> _STATED TASK_: Print all of the data exactly.
--------
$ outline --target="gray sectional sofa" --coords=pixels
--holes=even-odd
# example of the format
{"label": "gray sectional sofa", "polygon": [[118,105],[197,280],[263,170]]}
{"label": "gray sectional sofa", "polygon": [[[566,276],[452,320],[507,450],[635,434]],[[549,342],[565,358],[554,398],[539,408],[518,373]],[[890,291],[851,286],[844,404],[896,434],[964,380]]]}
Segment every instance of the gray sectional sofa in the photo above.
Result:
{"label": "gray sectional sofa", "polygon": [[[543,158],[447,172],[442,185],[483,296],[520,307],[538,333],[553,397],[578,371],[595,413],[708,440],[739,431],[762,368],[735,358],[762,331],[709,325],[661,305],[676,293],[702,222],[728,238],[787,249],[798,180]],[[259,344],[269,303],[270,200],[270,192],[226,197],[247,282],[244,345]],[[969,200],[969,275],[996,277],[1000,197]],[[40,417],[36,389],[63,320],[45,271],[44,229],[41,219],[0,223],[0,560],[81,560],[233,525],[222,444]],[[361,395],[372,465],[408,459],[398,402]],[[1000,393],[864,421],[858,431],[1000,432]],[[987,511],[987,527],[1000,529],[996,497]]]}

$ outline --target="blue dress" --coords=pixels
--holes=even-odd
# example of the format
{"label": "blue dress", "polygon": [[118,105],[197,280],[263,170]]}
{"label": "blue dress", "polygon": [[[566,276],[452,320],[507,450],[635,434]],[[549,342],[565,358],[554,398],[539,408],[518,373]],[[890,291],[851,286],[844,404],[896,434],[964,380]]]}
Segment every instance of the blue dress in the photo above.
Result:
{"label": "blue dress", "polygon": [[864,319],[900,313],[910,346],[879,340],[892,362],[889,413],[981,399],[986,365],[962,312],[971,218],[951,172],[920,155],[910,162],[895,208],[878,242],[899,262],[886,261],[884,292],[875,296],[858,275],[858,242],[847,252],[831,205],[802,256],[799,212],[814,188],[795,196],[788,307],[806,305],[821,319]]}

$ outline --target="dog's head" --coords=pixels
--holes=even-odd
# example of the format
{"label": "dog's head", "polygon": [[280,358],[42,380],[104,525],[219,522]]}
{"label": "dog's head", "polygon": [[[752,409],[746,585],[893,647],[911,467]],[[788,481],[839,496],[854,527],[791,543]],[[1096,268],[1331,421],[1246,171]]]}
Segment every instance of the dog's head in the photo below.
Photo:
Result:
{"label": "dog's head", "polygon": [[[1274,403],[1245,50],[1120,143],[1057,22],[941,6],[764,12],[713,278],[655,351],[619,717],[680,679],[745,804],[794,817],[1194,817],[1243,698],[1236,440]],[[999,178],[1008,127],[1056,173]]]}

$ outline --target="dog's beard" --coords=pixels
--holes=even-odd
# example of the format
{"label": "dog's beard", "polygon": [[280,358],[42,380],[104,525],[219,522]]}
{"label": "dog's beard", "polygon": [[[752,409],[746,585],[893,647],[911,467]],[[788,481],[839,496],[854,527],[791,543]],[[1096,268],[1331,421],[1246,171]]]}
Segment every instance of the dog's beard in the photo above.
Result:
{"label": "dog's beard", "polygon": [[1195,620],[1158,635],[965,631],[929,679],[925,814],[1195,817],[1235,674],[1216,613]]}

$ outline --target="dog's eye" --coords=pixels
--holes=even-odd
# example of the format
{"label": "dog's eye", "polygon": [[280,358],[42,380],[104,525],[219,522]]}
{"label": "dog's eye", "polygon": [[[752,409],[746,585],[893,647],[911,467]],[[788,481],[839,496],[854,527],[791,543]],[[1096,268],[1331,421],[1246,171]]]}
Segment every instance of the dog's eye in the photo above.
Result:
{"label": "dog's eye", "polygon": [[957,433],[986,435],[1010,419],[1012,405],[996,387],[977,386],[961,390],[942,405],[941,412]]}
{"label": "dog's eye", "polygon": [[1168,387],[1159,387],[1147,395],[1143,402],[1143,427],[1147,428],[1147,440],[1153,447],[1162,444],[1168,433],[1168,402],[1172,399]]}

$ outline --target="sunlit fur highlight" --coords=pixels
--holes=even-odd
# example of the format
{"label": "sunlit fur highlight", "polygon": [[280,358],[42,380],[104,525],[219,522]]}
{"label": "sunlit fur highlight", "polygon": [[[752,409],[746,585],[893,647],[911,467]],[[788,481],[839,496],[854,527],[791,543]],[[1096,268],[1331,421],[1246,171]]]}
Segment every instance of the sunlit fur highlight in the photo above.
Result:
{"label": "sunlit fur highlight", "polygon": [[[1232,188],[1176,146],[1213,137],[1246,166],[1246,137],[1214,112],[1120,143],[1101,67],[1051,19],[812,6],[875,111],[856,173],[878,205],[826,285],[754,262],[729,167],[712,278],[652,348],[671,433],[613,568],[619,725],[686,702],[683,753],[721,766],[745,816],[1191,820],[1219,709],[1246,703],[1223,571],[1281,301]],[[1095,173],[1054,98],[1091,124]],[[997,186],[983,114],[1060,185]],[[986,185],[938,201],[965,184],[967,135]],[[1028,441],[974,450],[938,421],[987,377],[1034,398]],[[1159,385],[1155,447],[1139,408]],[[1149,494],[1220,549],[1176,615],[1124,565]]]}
--------
> _THE OUTPUT_:
$ outline --target="gray sectional sofa" --coords=pixels
--holes=even-odd
# example of the format
{"label": "gray sectional sofa", "polygon": [[118,105],[197,280],[263,170]]}
{"label": "gray sectional sofa", "polygon": [[[566,276],[452,320],[507,450],[635,434]],[[549,342],[565,358],[554,398],[539,408],[518,373]],[[890,291],[851,286],[844,404],[896,434],[964,380]]]}
Segment every instance of the gray sectional sofa in the photo above.
Result:
{"label": "gray sectional sofa", "polygon": [[[543,158],[447,172],[442,185],[483,296],[520,307],[538,333],[553,397],[578,371],[595,413],[708,440],[739,431],[762,368],[735,358],[762,331],[709,325],[661,305],[676,293],[702,222],[728,238],[787,249],[798,180]],[[259,344],[269,303],[270,200],[270,192],[226,197],[247,282],[244,345]],[[969,200],[969,275],[996,277],[1000,197]],[[40,417],[36,389],[63,320],[45,271],[44,229],[41,219],[0,223],[0,560],[81,560],[233,525],[222,444]],[[361,395],[372,465],[408,459],[398,402]],[[1000,393],[864,421],[858,431],[1000,432]],[[987,511],[987,527],[1000,529],[996,497]]]}

$ outline --target="blue dress" --coords=pixels
--holes=even-odd
# example of the format
{"label": "blue dress", "polygon": [[118,105],[197,280],[263,170]]}
{"label": "blue dress", "polygon": [[[566,276],[452,320],[507,450],[635,434]],[[549,342],[565,358],[554,398],[539,408],[518,373]],[[890,291],[851,286],[844,404],[896,434],[964,380]]]}
Segment every instance of the blue dress in the photo above.
Result:
{"label": "blue dress", "polygon": [[864,319],[900,313],[910,346],[879,340],[892,362],[889,413],[981,399],[986,365],[962,312],[971,218],[951,172],[920,155],[910,162],[895,208],[878,242],[899,262],[886,261],[884,292],[875,296],[858,275],[858,242],[847,252],[831,205],[802,256],[799,212],[814,188],[795,196],[788,307],[806,305],[821,319]]}

$ outline --target="dog's head" --coords=pixels
--holes=even-odd
# example of the format
{"label": "dog's head", "polygon": [[280,358],[42,380],[104,525],[219,522]]}
{"label": "dog's head", "polygon": [[[752,409],[746,585],[893,647],[911,467]],[[788,481],[839,496],[854,527],[791,543]],[[1096,268],[1331,421],[1246,171]]]}
Segment every instance of the dog's head in the photo below.
Photo:
Result:
{"label": "dog's head", "polygon": [[[1274,403],[1245,50],[1120,143],[1057,22],[941,6],[764,12],[713,278],[655,351],[619,717],[680,679],[745,804],[794,817],[1194,817],[1243,698],[1236,440]],[[999,178],[1008,127],[1056,173]]]}

$ outline --target="dog's beard" --coords=pixels
--holes=even-odd
# example of the format
{"label": "dog's beard", "polygon": [[280,358],[42,380],[104,525],[219,522]]}
{"label": "dog's beard", "polygon": [[[752,409],[746,585],[893,647],[911,467]],[[788,481],[839,496],[854,527],[791,543]],[[1096,268],[1331,421],[1246,171]]]}
Segment every instance of the dog's beard in the photo above.
Result:
{"label": "dog's beard", "polygon": [[1195,620],[1158,635],[965,631],[929,679],[925,814],[1195,817],[1235,674],[1216,613]]}

$ outline --target="dog's eye" --coords=pixels
--holes=even-odd
# example of the format
{"label": "dog's eye", "polygon": [[280,358],[42,380],[104,525],[219,522]]}
{"label": "dog's eye", "polygon": [[[752,409],[746,585],[893,647],[911,467]],[[788,481],[839,496],[854,527],[791,543]],[[1096,268],[1331,421],[1246,171]]]}
Segment every instance of the dog's eye in the photo above.
Result:
{"label": "dog's eye", "polygon": [[957,433],[986,435],[1010,419],[1012,405],[996,387],[977,386],[961,390],[942,405],[941,412]]}
{"label": "dog's eye", "polygon": [[1168,387],[1159,387],[1147,395],[1143,402],[1143,427],[1147,428],[1147,440],[1153,447],[1162,444],[1168,433],[1168,402],[1172,399]]}

$ outline --target="sunlit fur highlight" --coords=pixels
--holes=even-odd
# example of the format
{"label": "sunlit fur highlight", "polygon": [[280,358],[42,380],[104,525],[219,522]]}
{"label": "sunlit fur highlight", "polygon": [[[752,409],[746,585],[893,647],[911,467]],[[788,481],[839,496],[854,527],[791,543]],[[1096,268],[1331,421],[1246,171]]]}
Segment every instance of the sunlit fur highlight in the photo above.
Result:
{"label": "sunlit fur highlight", "polygon": [[[1232,188],[1176,146],[1213,137],[1246,166],[1246,137],[1214,112],[1120,143],[1101,67],[1051,19],[812,6],[875,111],[856,173],[878,205],[826,285],[754,262],[729,167],[712,278],[652,348],[671,433],[613,568],[619,725],[686,702],[683,753],[721,766],[745,816],[1191,820],[1219,709],[1246,703],[1223,571],[1281,301]],[[1095,173],[1054,98],[1091,124]],[[997,186],[983,114],[1060,185]],[[986,185],[938,201],[965,184],[967,135]],[[1028,441],[974,450],[938,421],[987,377],[1034,398]],[[1159,385],[1155,447],[1139,408]],[[1149,494],[1220,549],[1176,615],[1124,565]]]}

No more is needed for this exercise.